#### [Task instructions]
Can you transcribe every line exactly and leave the pictures behind?

#### [Information provided]
-------
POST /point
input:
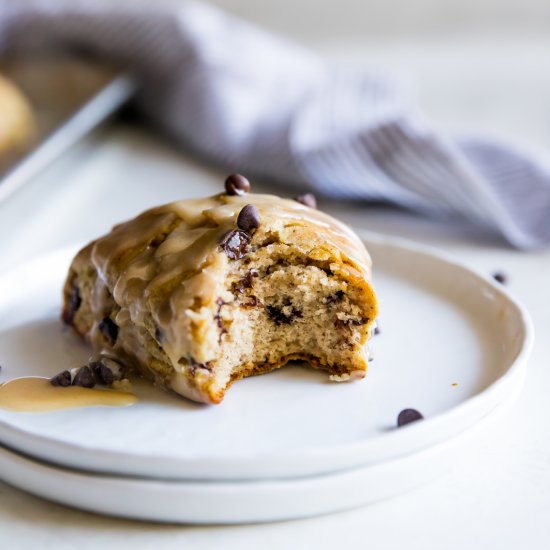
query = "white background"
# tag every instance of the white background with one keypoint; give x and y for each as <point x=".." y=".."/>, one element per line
<point x="478" y="65"/>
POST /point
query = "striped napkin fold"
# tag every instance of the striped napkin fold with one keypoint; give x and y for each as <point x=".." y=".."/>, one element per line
<point x="257" y="103"/>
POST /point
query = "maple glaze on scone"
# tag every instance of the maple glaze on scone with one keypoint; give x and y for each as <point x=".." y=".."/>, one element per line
<point x="186" y="295"/>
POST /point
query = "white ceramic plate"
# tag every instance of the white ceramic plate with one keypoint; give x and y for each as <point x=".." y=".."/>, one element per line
<point x="211" y="502"/>
<point x="441" y="324"/>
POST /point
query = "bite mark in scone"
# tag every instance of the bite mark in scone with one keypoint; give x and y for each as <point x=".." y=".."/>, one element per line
<point x="199" y="293"/>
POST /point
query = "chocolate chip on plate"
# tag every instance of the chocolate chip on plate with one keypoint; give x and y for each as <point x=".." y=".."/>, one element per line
<point x="84" y="377"/>
<point x="307" y="199"/>
<point x="63" y="379"/>
<point x="248" y="218"/>
<point x="109" y="329"/>
<point x="235" y="184"/>
<point x="406" y="416"/>
<point x="102" y="373"/>
<point x="235" y="244"/>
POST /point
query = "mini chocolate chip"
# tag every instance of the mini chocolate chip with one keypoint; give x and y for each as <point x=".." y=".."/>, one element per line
<point x="102" y="373"/>
<point x="235" y="244"/>
<point x="194" y="366"/>
<point x="235" y="184"/>
<point x="248" y="218"/>
<point x="109" y="329"/>
<point x="351" y="322"/>
<point x="74" y="300"/>
<point x="278" y="316"/>
<point x="63" y="379"/>
<point x="406" y="416"/>
<point x="307" y="199"/>
<point x="254" y="301"/>
<point x="84" y="377"/>
<point x="220" y="302"/>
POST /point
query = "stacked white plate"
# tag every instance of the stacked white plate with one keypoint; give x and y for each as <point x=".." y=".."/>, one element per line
<point x="452" y="344"/>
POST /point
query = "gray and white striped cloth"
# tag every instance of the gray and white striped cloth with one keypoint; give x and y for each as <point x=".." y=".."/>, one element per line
<point x="256" y="103"/>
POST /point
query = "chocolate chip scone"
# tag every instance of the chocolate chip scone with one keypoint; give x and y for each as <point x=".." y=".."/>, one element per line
<point x="199" y="293"/>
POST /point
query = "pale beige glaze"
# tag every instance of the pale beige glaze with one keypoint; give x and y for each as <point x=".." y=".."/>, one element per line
<point x="178" y="282"/>
<point x="35" y="394"/>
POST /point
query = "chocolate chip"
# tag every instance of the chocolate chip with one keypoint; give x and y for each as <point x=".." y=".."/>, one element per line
-------
#### [Worked answer]
POST /point
input:
query = "white background"
# tag every instance of the white background with one keypoint; give x and y for each as <point x=".." y=".."/>, one element per line
<point x="478" y="65"/>
POST /point
query = "striped napkin fold"
# tag every instance of the striped napkin fold with one keypoint; give x and y for each as <point x=".." y=".."/>, one element per line
<point x="257" y="103"/>
POST /point
query = "maple glaze on scone"
# tag every instance of the maple glaze on scone with one keypoint; give x and y for each as <point x=".." y=".."/>, one element per line
<point x="186" y="295"/>
POST /point
query = "white ceramic plate"
# tag every instance of the white ceramic plate with one keypoint; give x and y for each as <point x=".." y=".."/>, one element per line
<point x="211" y="502"/>
<point x="441" y="324"/>
POST /point
query = "bite mark in scone"
# tag every instance of the bite mark in scone with one keypoint; give x and y for each as <point x=".." y=".."/>, one element per line
<point x="199" y="293"/>
POST /point
query = "chocolate chip on plate"
# tag every instance of the chocolate chip on plate with one keypoint; give x and y for each as <point x=".." y=".."/>, one element per line
<point x="84" y="377"/>
<point x="307" y="199"/>
<point x="63" y="379"/>
<point x="248" y="218"/>
<point x="109" y="329"/>
<point x="235" y="184"/>
<point x="406" y="416"/>
<point x="102" y="373"/>
<point x="235" y="244"/>
POST /point
query = "mini chocolate chip"
# tag every instance of the mini chocolate chip with one keypoint; give x and y for each as <point x=".." y=".."/>, one element per line
<point x="102" y="373"/>
<point x="235" y="244"/>
<point x="194" y="366"/>
<point x="235" y="184"/>
<point x="248" y="218"/>
<point x="109" y="329"/>
<point x="351" y="322"/>
<point x="74" y="300"/>
<point x="278" y="316"/>
<point x="63" y="379"/>
<point x="406" y="416"/>
<point x="307" y="199"/>
<point x="254" y="301"/>
<point x="84" y="377"/>
<point x="220" y="302"/>
POST /point
query = "stacked white plate"
# tag every instance of the stacked white plate with one keypoint; give x and y for each as <point x=".." y=".."/>, one element per line
<point x="452" y="344"/>
POST /point
query = "gray and white striped cloth"
# tag every instance of the gray and white striped cloth with one keypoint; give x and y for each as <point x=".." y=".."/>, one element per line
<point x="256" y="103"/>
POST /point
query = "chocolate chip scone"
# tag every instance of the chocolate chip scone with one keypoint; give x and y for each as <point x=".." y=".."/>, one element per line
<point x="199" y="293"/>
POST /point
query = "pale beige glaze"
# tag every instance of the pale beige glaze with one keypoint; give x and y for each as <point x=".." y=".."/>, one element per line
<point x="178" y="282"/>
<point x="35" y="394"/>
POST /point
query = "chocolate chip"
# tag every instance of the chocolate chip with one keypoint; give x and y for each as <point x=".." y=".."/>, one element per line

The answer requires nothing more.